Records from a data source
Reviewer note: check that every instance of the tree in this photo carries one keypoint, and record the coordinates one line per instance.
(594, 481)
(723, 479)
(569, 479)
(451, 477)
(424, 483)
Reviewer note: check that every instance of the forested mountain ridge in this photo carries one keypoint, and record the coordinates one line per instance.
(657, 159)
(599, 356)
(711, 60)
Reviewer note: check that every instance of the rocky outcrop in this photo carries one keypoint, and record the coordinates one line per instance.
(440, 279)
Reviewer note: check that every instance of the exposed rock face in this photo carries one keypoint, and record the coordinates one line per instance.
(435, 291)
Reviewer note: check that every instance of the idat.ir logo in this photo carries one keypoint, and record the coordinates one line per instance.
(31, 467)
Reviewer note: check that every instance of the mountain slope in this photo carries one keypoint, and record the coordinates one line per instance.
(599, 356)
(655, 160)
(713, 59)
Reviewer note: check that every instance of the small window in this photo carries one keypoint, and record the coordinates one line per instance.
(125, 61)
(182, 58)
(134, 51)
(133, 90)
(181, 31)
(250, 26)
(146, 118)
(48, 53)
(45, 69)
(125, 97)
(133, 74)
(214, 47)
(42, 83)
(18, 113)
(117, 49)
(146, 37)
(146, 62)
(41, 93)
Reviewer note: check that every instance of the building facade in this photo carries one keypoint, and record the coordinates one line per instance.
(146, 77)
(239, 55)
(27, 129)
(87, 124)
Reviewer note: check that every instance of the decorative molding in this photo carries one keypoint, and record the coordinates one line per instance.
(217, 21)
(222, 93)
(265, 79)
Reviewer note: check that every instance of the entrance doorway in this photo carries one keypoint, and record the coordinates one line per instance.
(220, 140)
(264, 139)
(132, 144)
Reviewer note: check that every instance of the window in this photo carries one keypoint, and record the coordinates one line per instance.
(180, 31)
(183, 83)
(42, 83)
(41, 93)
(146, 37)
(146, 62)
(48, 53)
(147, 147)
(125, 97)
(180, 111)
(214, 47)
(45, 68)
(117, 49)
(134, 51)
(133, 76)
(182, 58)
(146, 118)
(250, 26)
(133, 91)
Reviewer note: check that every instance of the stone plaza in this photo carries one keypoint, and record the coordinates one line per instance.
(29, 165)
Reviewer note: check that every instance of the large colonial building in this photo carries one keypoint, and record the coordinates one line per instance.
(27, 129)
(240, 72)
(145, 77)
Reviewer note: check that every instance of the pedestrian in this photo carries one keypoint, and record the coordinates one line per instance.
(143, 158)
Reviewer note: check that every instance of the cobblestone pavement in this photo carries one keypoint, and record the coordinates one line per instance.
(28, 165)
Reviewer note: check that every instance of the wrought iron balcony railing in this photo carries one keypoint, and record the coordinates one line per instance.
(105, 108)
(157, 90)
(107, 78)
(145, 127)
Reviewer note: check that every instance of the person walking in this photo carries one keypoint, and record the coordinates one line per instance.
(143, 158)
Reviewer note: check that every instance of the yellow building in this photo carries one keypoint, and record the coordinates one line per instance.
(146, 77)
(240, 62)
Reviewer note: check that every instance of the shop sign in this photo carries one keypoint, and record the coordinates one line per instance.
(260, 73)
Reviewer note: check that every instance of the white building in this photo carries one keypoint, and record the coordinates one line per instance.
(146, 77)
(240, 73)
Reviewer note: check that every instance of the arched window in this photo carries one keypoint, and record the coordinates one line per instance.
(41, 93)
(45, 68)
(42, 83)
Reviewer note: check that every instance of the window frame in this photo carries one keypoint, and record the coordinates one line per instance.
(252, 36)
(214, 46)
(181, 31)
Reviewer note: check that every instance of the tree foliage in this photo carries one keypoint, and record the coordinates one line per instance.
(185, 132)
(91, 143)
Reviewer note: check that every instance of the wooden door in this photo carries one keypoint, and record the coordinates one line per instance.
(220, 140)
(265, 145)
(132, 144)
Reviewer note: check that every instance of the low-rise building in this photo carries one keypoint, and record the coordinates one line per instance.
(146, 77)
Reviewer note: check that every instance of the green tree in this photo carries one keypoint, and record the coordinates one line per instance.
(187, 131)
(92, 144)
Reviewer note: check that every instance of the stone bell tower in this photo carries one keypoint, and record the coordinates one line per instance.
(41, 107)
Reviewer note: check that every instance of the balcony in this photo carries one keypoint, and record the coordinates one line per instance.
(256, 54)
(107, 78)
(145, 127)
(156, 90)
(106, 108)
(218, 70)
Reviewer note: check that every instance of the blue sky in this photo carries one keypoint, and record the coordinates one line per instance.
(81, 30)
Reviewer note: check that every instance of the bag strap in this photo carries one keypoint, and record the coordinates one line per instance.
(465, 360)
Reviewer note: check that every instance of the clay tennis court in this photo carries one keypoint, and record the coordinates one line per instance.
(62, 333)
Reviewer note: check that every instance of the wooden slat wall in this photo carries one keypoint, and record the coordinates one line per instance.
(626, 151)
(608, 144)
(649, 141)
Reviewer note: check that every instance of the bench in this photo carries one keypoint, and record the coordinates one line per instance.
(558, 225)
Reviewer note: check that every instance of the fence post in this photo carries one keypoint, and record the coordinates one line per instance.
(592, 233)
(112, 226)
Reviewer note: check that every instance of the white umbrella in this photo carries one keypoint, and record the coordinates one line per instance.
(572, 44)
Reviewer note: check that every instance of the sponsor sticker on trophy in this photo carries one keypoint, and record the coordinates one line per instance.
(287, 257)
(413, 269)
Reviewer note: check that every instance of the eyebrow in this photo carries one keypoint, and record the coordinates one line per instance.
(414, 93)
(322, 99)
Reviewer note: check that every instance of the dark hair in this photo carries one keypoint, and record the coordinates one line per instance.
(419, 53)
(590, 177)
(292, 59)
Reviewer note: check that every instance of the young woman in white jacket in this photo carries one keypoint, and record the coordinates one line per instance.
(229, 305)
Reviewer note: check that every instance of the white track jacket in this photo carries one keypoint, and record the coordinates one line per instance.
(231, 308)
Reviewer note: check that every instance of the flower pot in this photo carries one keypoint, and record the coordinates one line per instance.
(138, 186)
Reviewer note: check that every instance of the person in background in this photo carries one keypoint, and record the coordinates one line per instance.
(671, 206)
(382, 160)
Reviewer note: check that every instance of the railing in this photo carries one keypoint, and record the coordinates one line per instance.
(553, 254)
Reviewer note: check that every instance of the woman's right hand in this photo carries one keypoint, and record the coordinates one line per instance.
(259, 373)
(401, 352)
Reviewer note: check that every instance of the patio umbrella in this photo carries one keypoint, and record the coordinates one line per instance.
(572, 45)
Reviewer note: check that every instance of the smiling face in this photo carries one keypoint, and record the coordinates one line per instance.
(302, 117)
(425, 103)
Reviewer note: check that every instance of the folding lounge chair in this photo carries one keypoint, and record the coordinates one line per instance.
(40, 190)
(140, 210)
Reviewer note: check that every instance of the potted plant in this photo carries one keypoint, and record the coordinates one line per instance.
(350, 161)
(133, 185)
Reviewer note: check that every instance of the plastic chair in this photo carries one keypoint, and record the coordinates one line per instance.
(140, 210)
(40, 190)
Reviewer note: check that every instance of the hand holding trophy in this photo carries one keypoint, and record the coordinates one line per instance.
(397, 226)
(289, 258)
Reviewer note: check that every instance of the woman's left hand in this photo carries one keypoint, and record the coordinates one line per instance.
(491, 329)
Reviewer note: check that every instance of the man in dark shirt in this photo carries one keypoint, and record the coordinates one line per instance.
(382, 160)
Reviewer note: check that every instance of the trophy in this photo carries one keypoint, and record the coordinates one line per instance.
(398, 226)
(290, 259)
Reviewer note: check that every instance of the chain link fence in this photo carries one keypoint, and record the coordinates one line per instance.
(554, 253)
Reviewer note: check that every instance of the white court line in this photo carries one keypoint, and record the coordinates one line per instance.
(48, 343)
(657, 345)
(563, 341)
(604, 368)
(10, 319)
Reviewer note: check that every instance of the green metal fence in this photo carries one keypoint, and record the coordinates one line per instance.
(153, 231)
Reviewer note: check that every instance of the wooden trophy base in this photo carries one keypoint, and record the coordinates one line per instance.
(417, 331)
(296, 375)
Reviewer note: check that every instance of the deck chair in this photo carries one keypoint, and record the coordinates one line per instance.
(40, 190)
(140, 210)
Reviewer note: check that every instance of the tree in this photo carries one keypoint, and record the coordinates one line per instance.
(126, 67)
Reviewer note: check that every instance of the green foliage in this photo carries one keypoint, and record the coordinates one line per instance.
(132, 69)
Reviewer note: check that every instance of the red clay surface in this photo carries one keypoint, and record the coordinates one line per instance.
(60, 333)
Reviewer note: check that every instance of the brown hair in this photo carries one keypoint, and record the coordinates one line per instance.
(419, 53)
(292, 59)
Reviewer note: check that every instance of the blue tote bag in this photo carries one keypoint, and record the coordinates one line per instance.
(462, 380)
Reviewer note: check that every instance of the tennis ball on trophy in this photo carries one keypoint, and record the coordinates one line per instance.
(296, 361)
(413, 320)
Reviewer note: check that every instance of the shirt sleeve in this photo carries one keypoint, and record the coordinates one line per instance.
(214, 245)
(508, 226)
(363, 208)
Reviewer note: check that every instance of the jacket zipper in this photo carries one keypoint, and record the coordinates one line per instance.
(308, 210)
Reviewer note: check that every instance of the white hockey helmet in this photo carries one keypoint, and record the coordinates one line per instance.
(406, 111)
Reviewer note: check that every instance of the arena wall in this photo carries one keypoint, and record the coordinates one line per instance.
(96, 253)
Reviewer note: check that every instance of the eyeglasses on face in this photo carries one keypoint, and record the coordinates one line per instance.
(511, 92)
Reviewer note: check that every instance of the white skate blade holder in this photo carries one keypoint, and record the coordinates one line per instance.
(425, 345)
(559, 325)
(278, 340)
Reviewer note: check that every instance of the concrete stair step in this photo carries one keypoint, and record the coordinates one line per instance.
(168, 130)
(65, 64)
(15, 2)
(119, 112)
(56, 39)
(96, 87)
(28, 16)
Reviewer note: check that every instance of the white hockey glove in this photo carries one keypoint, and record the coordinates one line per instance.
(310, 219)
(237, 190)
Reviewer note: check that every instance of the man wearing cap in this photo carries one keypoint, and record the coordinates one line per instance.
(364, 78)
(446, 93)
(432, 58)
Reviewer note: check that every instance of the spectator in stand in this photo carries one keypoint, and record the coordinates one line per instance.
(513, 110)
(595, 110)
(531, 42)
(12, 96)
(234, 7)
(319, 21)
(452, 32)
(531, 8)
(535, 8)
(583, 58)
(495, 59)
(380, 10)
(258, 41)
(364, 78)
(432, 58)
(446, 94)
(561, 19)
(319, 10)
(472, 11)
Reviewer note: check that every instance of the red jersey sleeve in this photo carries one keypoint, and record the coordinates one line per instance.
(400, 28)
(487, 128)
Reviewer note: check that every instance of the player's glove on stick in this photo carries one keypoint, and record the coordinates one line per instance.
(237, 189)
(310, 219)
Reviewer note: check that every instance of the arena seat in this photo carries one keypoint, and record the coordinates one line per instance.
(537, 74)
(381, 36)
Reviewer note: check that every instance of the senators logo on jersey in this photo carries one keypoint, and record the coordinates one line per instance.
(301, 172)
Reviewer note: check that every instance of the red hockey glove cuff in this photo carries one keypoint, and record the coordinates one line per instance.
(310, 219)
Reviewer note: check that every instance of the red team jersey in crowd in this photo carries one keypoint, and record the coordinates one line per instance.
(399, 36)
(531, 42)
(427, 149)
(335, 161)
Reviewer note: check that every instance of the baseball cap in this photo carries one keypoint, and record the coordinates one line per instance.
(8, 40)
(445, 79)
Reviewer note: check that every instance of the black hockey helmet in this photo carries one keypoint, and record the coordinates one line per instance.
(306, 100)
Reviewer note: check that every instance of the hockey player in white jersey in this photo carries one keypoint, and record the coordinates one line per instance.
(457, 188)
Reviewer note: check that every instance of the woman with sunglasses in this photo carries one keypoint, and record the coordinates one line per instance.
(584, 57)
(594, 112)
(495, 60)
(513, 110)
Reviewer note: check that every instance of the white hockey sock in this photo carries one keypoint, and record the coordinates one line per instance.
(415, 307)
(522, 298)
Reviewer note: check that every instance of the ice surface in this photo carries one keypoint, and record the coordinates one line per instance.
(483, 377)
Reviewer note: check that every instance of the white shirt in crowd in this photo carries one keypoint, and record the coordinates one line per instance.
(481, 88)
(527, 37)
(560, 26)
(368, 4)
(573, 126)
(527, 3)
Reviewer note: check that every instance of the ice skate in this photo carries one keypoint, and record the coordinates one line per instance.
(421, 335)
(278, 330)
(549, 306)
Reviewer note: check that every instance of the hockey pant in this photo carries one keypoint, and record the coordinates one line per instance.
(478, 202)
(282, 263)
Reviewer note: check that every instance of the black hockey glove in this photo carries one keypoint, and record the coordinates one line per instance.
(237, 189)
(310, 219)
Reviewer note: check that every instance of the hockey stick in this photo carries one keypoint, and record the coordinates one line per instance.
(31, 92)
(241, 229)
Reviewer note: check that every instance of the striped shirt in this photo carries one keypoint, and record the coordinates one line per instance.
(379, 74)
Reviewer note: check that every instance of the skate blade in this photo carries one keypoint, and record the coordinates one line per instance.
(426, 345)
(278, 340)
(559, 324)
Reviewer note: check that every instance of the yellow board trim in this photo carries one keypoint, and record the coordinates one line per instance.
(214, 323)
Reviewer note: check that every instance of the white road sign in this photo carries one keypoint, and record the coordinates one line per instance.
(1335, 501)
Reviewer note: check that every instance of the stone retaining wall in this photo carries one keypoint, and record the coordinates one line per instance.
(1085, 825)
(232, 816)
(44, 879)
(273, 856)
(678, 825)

◆ **Required work**: Reproduce the records verbatim, from the line containing "Reviewer note: check that every instance of the yellow board" through the end of the records.

◆ **Reply**:
Reviewer note: check that every instance of the yellow board trim in this photo carries one keypoint, and record the coordinates one line per instance.
(214, 323)
Reviewer note: check that every instance of the white road sign in this photo carries one keypoint, and record the coordinates one line per instance.
(1335, 501)
Reviewer note: check that every instance of the stone retaining wall in this photo carries one keypoint, and record the coordinates one line per instance.
(1085, 825)
(232, 816)
(44, 879)
(273, 856)
(678, 825)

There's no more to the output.